**Records to process:**
-*-*-

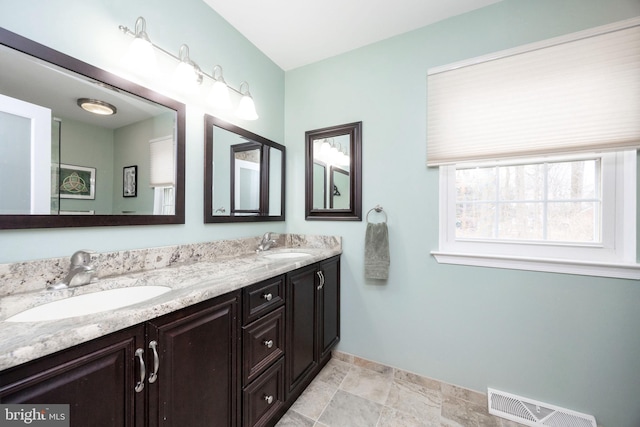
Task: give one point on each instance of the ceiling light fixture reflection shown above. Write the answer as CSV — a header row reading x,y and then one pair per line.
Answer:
x,y
96,106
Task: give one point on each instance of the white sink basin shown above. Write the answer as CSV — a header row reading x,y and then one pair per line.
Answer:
x,y
286,255
89,303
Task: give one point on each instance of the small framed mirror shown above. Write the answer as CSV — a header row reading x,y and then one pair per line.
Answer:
x,y
244,175
334,173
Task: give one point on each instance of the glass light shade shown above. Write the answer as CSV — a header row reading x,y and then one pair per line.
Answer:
x,y
219,95
246,108
141,57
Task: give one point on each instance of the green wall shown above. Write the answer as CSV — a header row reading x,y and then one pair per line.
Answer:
x,y
567,340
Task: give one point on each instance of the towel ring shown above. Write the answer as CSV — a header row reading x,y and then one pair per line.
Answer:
x,y
378,209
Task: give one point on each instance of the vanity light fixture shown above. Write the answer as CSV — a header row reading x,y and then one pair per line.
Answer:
x,y
188,74
219,95
141,55
247,109
96,106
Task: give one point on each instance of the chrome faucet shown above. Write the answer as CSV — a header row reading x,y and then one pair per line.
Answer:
x,y
81,271
266,242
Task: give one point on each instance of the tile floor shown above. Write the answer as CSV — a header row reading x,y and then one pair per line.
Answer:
x,y
353,392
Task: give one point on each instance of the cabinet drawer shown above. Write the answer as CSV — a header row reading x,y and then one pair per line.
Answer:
x,y
264,397
262,297
263,343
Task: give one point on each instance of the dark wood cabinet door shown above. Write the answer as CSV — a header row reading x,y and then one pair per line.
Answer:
x,y
197,383
97,379
301,321
329,306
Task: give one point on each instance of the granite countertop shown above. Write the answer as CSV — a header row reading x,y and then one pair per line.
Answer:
x,y
190,282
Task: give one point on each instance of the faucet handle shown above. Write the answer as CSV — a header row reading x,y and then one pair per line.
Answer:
x,y
82,257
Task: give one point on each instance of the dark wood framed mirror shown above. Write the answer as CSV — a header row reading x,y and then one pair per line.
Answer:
x,y
62,166
334,173
244,175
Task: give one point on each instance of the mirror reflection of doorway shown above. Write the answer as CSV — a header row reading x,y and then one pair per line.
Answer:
x,y
340,185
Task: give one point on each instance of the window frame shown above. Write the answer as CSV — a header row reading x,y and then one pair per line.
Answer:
x,y
614,257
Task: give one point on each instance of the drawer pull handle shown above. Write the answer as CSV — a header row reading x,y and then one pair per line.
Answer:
x,y
143,373
156,362
321,277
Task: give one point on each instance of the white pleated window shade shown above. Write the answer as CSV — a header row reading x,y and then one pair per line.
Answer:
x,y
162,167
579,93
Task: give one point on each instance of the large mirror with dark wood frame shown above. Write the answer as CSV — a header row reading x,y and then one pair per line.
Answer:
x,y
81,147
244,175
334,173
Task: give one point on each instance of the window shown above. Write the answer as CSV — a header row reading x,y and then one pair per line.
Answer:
x,y
565,214
537,154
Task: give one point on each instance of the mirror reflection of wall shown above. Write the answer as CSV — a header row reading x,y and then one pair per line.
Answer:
x,y
333,173
319,185
340,188
244,175
331,185
64,133
276,181
246,178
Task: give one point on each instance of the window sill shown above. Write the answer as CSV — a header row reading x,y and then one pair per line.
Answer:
x,y
620,271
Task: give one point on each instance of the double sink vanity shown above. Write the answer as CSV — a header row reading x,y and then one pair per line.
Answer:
x,y
216,334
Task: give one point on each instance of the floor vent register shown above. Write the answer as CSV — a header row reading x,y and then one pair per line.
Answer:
x,y
533,413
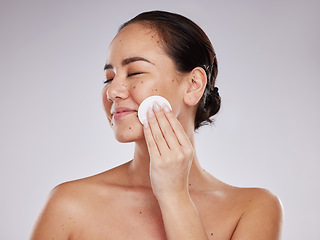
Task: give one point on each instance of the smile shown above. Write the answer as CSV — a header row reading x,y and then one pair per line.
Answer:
x,y
121,112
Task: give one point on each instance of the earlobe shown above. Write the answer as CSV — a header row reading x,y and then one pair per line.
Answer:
x,y
197,80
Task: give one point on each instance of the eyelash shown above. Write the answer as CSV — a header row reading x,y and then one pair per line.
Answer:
x,y
129,75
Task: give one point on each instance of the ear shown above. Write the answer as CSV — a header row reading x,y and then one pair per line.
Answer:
x,y
197,81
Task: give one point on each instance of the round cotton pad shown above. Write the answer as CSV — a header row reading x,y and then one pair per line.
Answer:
x,y
148,102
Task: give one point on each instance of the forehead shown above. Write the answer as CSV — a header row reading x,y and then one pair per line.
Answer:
x,y
135,40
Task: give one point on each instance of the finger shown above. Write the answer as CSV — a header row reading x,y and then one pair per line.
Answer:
x,y
156,133
166,128
151,144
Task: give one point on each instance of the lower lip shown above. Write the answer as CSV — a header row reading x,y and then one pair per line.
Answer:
x,y
117,116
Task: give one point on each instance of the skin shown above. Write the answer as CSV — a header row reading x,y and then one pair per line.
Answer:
x,y
163,193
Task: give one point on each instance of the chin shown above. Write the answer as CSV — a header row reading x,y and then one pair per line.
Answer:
x,y
128,134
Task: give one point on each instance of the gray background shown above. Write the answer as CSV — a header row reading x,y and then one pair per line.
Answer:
x,y
53,128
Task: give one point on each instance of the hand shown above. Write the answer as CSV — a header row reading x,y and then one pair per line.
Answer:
x,y
171,153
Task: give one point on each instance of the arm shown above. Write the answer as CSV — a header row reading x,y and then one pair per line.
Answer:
x,y
262,220
54,222
171,155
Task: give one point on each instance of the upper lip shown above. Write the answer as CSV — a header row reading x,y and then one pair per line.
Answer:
x,y
122,109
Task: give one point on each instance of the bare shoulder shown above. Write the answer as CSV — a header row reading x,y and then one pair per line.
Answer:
x,y
70,202
262,215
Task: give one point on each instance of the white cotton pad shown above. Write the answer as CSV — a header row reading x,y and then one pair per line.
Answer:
x,y
148,102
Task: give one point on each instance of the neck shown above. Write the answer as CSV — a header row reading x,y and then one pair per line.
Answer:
x,y
139,167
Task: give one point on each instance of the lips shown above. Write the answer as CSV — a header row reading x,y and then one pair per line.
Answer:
x,y
120,112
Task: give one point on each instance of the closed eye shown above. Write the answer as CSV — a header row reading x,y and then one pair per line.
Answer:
x,y
135,73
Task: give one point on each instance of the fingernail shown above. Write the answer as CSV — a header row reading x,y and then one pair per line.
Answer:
x,y
166,108
156,107
150,113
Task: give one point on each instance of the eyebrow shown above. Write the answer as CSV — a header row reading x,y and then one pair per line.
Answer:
x,y
127,61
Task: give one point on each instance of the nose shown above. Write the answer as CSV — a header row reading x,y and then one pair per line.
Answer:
x,y
118,89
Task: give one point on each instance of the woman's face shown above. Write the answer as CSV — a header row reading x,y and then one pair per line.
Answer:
x,y
137,67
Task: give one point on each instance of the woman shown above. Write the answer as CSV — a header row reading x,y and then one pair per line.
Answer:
x,y
163,193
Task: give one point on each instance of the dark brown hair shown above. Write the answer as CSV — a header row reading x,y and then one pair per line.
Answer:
x,y
189,47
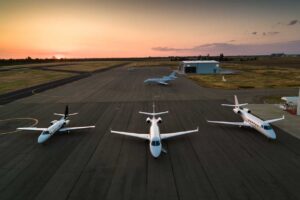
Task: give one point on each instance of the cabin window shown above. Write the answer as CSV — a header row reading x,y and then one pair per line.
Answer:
x,y
266,127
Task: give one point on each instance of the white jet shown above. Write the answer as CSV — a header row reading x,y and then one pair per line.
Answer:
x,y
164,80
56,126
154,137
250,120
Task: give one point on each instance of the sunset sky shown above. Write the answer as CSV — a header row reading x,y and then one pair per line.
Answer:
x,y
137,28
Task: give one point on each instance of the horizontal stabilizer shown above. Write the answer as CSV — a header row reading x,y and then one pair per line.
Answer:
x,y
32,129
75,128
137,135
229,123
170,135
153,114
274,120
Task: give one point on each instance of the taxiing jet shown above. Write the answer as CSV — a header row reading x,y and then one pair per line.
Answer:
x,y
250,120
56,126
164,80
154,137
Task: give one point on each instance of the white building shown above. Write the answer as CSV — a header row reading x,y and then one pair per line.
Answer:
x,y
200,67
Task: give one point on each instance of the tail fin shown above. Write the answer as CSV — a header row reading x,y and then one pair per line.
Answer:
x,y
66,114
67,111
236,103
154,113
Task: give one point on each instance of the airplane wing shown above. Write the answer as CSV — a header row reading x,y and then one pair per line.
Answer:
x,y
137,135
75,128
32,129
230,123
169,135
274,120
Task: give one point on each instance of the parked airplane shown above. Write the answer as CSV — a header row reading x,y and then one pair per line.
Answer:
x,y
164,80
250,120
56,125
154,137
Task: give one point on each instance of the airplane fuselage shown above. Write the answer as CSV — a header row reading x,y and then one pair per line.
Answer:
x,y
155,140
257,123
51,130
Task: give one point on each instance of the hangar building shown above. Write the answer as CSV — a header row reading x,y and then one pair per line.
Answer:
x,y
200,67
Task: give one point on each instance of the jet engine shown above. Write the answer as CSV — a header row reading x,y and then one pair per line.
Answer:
x,y
159,120
53,122
148,120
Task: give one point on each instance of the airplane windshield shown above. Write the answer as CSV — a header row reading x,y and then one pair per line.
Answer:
x,y
155,143
45,133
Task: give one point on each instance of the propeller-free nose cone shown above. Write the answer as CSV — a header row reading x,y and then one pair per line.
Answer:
x,y
42,139
272,135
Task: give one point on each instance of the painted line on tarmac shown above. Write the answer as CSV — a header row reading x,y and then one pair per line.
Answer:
x,y
36,121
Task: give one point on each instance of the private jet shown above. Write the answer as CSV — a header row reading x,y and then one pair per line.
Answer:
x,y
250,120
162,81
154,137
56,126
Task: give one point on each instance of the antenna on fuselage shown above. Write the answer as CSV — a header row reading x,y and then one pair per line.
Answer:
x,y
236,103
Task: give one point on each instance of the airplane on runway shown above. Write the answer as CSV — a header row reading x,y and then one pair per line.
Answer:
x,y
56,126
162,81
154,137
250,120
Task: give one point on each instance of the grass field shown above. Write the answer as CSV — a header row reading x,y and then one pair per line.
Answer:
x,y
260,74
154,63
23,78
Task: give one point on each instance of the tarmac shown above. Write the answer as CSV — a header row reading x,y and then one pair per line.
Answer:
x,y
219,162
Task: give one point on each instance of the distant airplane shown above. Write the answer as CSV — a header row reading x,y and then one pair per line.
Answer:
x,y
154,137
250,120
163,81
56,125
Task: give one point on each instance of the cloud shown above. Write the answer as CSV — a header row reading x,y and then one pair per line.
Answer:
x,y
293,22
290,47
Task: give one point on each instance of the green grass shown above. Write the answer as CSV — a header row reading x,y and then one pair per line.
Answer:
x,y
252,76
89,66
155,63
24,78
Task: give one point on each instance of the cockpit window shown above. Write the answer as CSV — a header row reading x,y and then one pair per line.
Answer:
x,y
267,127
155,143
45,133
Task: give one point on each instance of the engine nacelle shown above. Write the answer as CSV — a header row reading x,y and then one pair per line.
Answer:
x,y
53,122
159,120
148,120
247,110
236,110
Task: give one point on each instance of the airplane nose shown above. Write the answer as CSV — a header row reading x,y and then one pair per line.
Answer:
x,y
272,135
41,139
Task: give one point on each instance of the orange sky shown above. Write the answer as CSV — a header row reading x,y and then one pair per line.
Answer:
x,y
134,29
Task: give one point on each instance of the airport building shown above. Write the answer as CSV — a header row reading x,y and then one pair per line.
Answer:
x,y
200,67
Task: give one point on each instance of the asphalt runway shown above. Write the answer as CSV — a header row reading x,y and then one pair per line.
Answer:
x,y
219,162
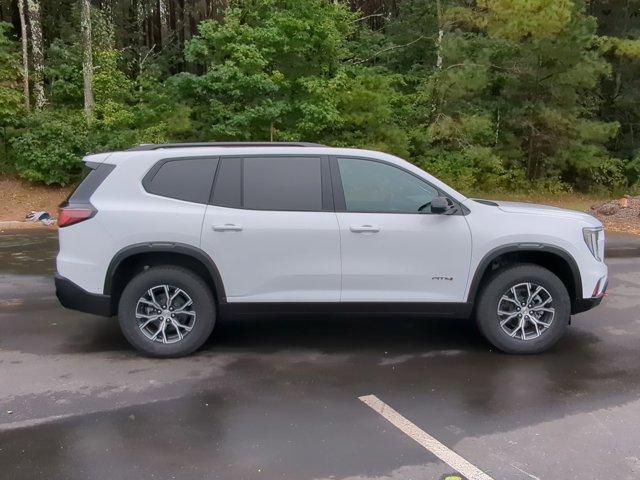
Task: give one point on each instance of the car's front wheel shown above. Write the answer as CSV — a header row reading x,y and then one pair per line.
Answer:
x,y
166,312
523,309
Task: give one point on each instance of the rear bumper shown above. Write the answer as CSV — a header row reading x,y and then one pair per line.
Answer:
x,y
74,297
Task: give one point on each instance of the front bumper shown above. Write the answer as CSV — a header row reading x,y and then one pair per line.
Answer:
x,y
584,304
74,297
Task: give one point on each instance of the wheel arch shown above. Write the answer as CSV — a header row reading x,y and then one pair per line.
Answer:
x,y
134,258
554,258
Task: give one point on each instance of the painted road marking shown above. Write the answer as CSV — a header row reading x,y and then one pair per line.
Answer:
x,y
445,454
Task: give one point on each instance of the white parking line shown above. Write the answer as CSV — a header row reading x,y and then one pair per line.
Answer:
x,y
445,454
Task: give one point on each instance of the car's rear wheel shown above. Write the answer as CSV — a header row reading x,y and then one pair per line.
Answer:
x,y
523,309
167,312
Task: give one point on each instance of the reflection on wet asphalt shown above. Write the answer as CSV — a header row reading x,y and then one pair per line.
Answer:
x,y
277,397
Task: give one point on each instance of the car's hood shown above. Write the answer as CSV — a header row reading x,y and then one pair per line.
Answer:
x,y
547,210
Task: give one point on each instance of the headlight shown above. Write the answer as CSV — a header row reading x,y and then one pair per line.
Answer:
x,y
594,238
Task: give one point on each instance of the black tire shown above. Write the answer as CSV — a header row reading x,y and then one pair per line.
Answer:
x,y
203,306
487,309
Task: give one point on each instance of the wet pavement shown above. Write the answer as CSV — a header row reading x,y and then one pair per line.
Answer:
x,y
277,398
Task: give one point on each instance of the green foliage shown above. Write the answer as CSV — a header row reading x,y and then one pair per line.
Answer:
x,y
530,95
267,67
517,92
50,147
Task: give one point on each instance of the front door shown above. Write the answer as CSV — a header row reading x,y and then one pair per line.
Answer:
x,y
393,248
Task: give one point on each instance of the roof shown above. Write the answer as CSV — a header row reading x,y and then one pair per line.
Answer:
x,y
159,146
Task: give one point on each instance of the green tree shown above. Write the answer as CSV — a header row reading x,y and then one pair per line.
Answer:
x,y
266,70
11,96
520,83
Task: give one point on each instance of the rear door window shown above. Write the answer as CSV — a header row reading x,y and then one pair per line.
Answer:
x,y
282,183
187,179
288,183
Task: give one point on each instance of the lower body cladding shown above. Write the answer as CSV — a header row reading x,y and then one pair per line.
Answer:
x,y
75,297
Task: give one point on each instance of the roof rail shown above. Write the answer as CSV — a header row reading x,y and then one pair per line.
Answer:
x,y
159,146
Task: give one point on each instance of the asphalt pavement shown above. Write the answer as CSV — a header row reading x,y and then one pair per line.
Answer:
x,y
278,398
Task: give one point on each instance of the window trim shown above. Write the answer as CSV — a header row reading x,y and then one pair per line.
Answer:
x,y
152,172
338,190
327,198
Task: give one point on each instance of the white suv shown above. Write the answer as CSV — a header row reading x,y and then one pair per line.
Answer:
x,y
169,237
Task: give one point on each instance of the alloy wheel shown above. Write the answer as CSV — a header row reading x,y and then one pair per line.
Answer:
x,y
525,311
165,314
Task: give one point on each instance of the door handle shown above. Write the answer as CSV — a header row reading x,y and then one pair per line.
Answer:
x,y
227,227
365,229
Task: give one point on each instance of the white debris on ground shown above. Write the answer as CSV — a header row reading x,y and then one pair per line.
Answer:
x,y
622,214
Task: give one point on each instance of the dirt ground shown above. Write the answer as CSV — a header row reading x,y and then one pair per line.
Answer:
x,y
620,215
18,197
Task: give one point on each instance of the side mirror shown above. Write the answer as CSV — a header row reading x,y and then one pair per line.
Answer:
x,y
440,205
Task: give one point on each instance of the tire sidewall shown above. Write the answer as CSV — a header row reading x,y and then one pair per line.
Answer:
x,y
203,305
489,323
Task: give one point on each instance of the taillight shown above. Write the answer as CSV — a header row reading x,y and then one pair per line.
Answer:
x,y
70,215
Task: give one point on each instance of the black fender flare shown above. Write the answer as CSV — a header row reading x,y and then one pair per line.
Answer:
x,y
492,255
166,247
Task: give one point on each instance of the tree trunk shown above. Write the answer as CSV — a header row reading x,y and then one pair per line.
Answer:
x,y
25,54
37,51
163,12
87,61
440,35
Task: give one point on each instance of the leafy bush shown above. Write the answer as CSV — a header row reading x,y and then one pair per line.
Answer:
x,y
50,148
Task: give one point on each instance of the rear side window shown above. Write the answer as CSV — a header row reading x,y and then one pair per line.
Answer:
x,y
187,179
93,175
270,183
228,188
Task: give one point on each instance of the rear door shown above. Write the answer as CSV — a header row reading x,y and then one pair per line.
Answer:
x,y
393,248
272,231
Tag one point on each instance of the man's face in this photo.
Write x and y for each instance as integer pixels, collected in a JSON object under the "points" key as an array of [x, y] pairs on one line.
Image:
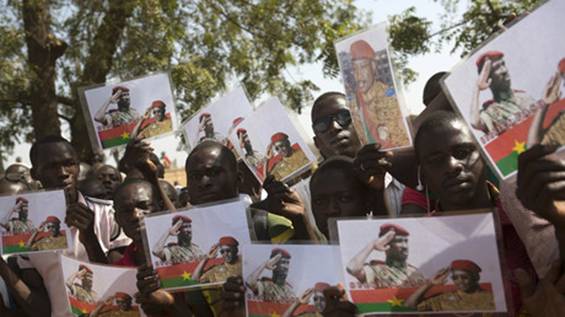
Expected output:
{"points": [[110, 178], [464, 281], [229, 253], [398, 250], [132, 205], [124, 102], [335, 193], [364, 73], [209, 177], [185, 234], [319, 301], [283, 148], [337, 139], [452, 166], [57, 167], [281, 269], [499, 75]]}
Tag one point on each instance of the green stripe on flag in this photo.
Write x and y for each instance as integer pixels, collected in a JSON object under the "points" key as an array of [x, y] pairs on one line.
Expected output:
{"points": [[381, 307], [508, 164], [177, 282]]}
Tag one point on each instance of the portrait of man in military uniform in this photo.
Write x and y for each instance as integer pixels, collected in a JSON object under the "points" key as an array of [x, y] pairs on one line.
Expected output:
{"points": [[156, 122], [395, 271], [275, 288], [375, 100], [54, 238], [231, 266], [21, 223], [181, 251], [313, 295], [552, 110], [123, 114], [468, 296], [80, 285], [118, 305], [283, 158]]}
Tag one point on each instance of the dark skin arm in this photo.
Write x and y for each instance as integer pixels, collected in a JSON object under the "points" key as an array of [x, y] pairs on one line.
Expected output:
{"points": [[285, 202], [31, 297], [541, 187]]}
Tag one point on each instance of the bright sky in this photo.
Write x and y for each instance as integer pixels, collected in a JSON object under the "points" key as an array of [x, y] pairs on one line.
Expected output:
{"points": [[425, 66]]}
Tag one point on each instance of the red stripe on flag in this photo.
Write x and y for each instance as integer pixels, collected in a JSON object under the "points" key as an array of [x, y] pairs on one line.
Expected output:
{"points": [[385, 294], [178, 269]]}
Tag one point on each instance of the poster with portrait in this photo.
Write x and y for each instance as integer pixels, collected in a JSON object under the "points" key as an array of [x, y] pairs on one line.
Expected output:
{"points": [[373, 96], [444, 264], [289, 280], [511, 91], [100, 290], [198, 247], [143, 106], [34, 222], [270, 144], [218, 120]]}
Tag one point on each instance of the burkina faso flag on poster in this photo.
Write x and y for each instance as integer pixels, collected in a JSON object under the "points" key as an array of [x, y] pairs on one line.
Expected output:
{"points": [[15, 243], [392, 299], [505, 149], [258, 308], [180, 275], [80, 308]]}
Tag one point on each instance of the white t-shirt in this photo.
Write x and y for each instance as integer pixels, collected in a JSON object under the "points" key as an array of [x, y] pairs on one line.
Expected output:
{"points": [[49, 264]]}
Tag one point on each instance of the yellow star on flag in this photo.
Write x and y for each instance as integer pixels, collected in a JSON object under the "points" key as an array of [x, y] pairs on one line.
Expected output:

-*-*-

**Exercise aim:** Reproduce the lines word for word, starting at the one holding "Tag one point on each instance of the dark" and ending at the final line of the material above.

**Problem solution:**
Tag one point on each instance of the dark skin arm in this photo.
Write x and y for each instance as integer pixels, collected in a JSON object under the "points" key as an array of [x, y] pairs on one line.
Expected output:
{"points": [[285, 202], [31, 297], [541, 187]]}
Tag one point on each instance of the bright sky in this photo.
Write x and y for each instance as integer pixels, collected in a JSON object under the "points" key as an array of [x, y] pairs on one line.
Expected output:
{"points": [[425, 66]]}
Tag one point on each instance of the red stripe on flag in this photo.
Write x and y for each instance as integer pixels, collected in a JSON object under the "points" key as an array of [x, y] pairs on one line.
Expected output:
{"points": [[385, 294], [178, 269]]}
Tag one point on each instance of the poster with portrait in this photo.
Write x and y for each instance as integer pixels, collected in a JSON object under the "points" key as an array of [x, y] pairs on one line.
Expected output:
{"points": [[373, 96], [444, 264], [289, 280], [511, 91], [100, 290], [198, 247], [143, 106], [34, 222], [270, 144], [218, 120]]}
Tag one point on each instance of the burkina faso flag on poster in this photo.
Write x and y for each instance as integer pixels, collected in a JSON object under the "points" key as an array of [x, y] pairs on one line.
Expected output:
{"points": [[15, 243], [392, 299], [505, 149], [258, 308], [180, 275], [80, 308]]}
Tag one point on each instance of the white t-shirt in this photo.
Write x and y for each instance as integer pixels, collected in a JSON object under the "points" key as an array of [x, y] pairs on one line.
Expected output:
{"points": [[49, 264]]}
Tag one point on each instance of the yellow star on flag in this photo.
Write x and y for each instance as integer pixels, collected in a JSON object under the "points" key as an array of [x, y] pairs on one line.
Expected output:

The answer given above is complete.